## READING PASSAGE:
####################

I kinda agree with you and then I don't. It really does lack in context, but at the same time I don't know if there would have been any better way to bring up the exercise and have everyone participate if it was any more complicated then just "act like a white person." Right off the bat, that young man just tried to stop the whole thing, the teacher kept arguing some ignorant statement that her husband would be discriminated because he was a rugby player and liked his hair long, and then the woman who exposed that the test was rigged. All these people just "happened" to be white, and whether that was relevant or not I do not know. But it just shows how defensive people will get when you try and argue that the way we live may or not be right since we have clearly been conditioned to think this way. In the end though, I think what this woman is doing is a good thing.

I actually found these videos while I was snooping on the "stormfront" threads and their reactions were that the woman was an idiot liberal-Marxist, and she had no idea what she was doing.

Black Sheep
18th January 2011, 01:50
"What do you think your legacy will be?"
Don't care.

/bow

DRGonzo
18th January 2011, 02:47
The whole thing seemed to be some kind of sick joke on the black people there...They were given the chance to belittle and demean a group of people in the same way that they had had done to them in the past and they happily took it – even though it was apparent that the blue-eyed people were not by default racist and did not necessarily deserve to be “educated”. The only people who seemed to realise this were the guy who left at the start and the woman who said the test was rigged.


I don’t think the white woman was racist but she was in a position where she was being accused as being so and that led her to have a “So what do you want me to do about it” attitude. And her example of having to conform to society by wearing a suit and what not was relevant because she pointed out that we always have to change in order to fit in. If you asked the black woman “if you could change the colour of your skin, would you?” she would obviously say no – and rightly so – but arguably having to change any part of who you are to conform is just as bad. I think the white woman just has a defeatist perspective of “that’s life” and has applied that thought to racism as well.

Hiero
18th January 2011, 06:23
I don’t think the white woman was racist but she was in a position where she was being accused as being so and that led her to have a “So what do you want me to do about it” attitude. And her example of having to conform to society by wearing a suit and what not was relevant because she pointed out that we always have to change in order to fit in. If you asked the black woman “if you could change the colour of your skin, would you?” she would obviously say no – and rightly so – but arguably having to change any part of who you are to conform is just as bad. I think the white woman just has a defeatist perspective of “that’s life” and has applied that thought to racism as well.


That's the whole point of the exercise, trying to get her to realise the consequences of such thought for other people.

Someone should have stated the differences of thoose situation, the black man who has to conform his manerism and comportment and the woman's husband does not turn up to work in his rugby uniform. The later is about style and culturally appriopriate dress. The former is ontological his very being and existence is questioned.

In a racist society if a white man picks his kid up at a middle to upper class school in dirty clothes they may think "ewww he is a bit dirty", in a racist society if a Black man does it "ewww Black men are dirty". Not that I have had the personal experience of this being directet towards me, rather being around white middle and working class people I have heard that directed towards people (not at the face obviously). Racism is overdetermination of identity. You do once as a failure of self and twice as a failure for your race.

That is the cruel thing about racism, it is like "I don't like your style" it is "I don't like your very existance" and that has to got to hurt alot more. Especially if we consider existing as random occurence.

The other thing, when the black guy says he has to conform his mannerism he takes on the racialised logic (not inherently racist but has drastic effects in a racist society). He said he was raised by white people, so I assume he would have naturally inherited thoose mannerism from the people around him. But in a racist society that naturalised sociality ("because it's natural!"), he assumes he has repressed a true self, his true black self, which does not exist. In a society that is truely non racist he wouldn't imagined a repressed racially "true" self he would feel his true self and not an alienated self.

####################

## MATERIAL SUPPLIED:
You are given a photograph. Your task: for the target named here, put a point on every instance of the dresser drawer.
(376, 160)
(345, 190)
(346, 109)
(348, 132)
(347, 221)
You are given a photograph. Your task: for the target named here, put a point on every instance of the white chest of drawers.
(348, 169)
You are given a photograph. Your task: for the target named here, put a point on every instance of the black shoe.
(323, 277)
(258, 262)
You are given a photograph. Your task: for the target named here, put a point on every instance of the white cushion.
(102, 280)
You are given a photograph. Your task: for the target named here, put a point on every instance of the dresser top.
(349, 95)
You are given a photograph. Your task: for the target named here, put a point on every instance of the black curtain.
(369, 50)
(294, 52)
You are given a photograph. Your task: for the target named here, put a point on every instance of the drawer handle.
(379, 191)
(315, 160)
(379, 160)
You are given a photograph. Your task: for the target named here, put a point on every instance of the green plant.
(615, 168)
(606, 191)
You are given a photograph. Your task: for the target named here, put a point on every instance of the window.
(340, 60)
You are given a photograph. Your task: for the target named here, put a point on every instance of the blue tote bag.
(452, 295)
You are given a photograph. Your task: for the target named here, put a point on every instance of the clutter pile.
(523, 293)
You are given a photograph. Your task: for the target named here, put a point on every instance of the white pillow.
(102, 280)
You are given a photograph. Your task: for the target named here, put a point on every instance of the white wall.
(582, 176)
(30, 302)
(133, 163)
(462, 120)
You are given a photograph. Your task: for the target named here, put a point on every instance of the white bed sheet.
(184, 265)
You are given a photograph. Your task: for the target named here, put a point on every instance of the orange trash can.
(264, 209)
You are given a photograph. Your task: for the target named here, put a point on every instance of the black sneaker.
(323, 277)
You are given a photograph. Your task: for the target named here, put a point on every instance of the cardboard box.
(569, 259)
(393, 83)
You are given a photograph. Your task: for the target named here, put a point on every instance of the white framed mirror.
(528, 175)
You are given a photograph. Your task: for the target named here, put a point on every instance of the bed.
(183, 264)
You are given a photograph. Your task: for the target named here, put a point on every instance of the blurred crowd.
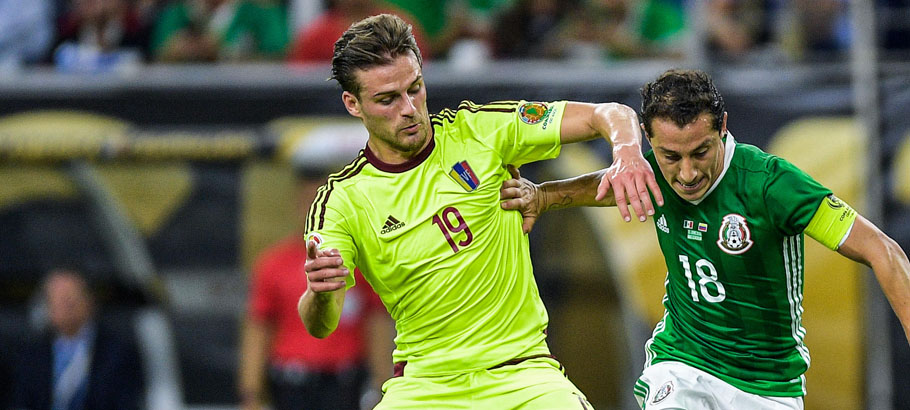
(104, 35)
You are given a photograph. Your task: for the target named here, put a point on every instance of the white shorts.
(674, 385)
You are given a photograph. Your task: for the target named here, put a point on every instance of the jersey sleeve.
(521, 131)
(832, 222)
(328, 225)
(791, 196)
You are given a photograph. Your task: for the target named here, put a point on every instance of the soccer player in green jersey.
(418, 212)
(731, 231)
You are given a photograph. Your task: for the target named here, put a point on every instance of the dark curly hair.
(370, 42)
(681, 96)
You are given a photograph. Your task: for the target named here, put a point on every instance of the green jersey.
(735, 273)
(452, 267)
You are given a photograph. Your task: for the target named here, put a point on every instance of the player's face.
(690, 158)
(393, 106)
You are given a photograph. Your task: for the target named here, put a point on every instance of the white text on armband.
(832, 222)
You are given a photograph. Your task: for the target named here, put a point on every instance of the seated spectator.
(813, 30)
(219, 30)
(624, 29)
(102, 35)
(79, 362)
(456, 25)
(316, 42)
(531, 29)
(734, 27)
(26, 31)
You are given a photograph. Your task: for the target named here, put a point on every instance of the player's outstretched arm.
(630, 176)
(870, 246)
(321, 304)
(532, 199)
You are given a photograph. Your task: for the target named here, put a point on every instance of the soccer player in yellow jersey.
(418, 213)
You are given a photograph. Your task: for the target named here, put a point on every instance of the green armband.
(832, 222)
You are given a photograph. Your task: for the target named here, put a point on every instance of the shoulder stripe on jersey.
(325, 191)
(321, 192)
(793, 267)
(449, 114)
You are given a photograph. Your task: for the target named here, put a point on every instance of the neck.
(392, 156)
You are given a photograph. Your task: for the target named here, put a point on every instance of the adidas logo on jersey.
(662, 224)
(390, 225)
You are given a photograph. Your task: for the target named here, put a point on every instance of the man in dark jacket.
(79, 363)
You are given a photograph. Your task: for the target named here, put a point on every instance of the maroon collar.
(404, 166)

####################

## INSTRUCTIONS:
1. From the forum discussion above, extract the passage between "That is the" and "an alienated self.", inclusive.
2. Pull out every line of the entries that contains the word "dresser", copying each one unchanged.

## FULL SOLUTIONS:
1.
That is the cruel thing about racism, it is like "I don't like your style" it is "I don't like your very existance" and that has to got to hurt alot more. Especially if we consider existing as random occurence.

The other thing, when the black guy says he has to conform his mannerism he takes on the racialised logic (not inherently racist but has drastic effects in a racist society). He said he was raised by white people, so I assume he would have naturally inherited thoose mannerism from the people around him. But in a racist society that naturalised sociality ("because it's natural!"), he assumes he has repressed a true self, his true black self, which does not exist. In a society that is truely non racist he wouldn't imagined a repressed racially "true" self he would feel his true self and not an alienated self.

2.
You are given a photograph. Your task: for the target named here, put a point on every instance of the dresser drawer.
You are given a photograph. Your task: for the target named here, put a point on every instance of the dresser top.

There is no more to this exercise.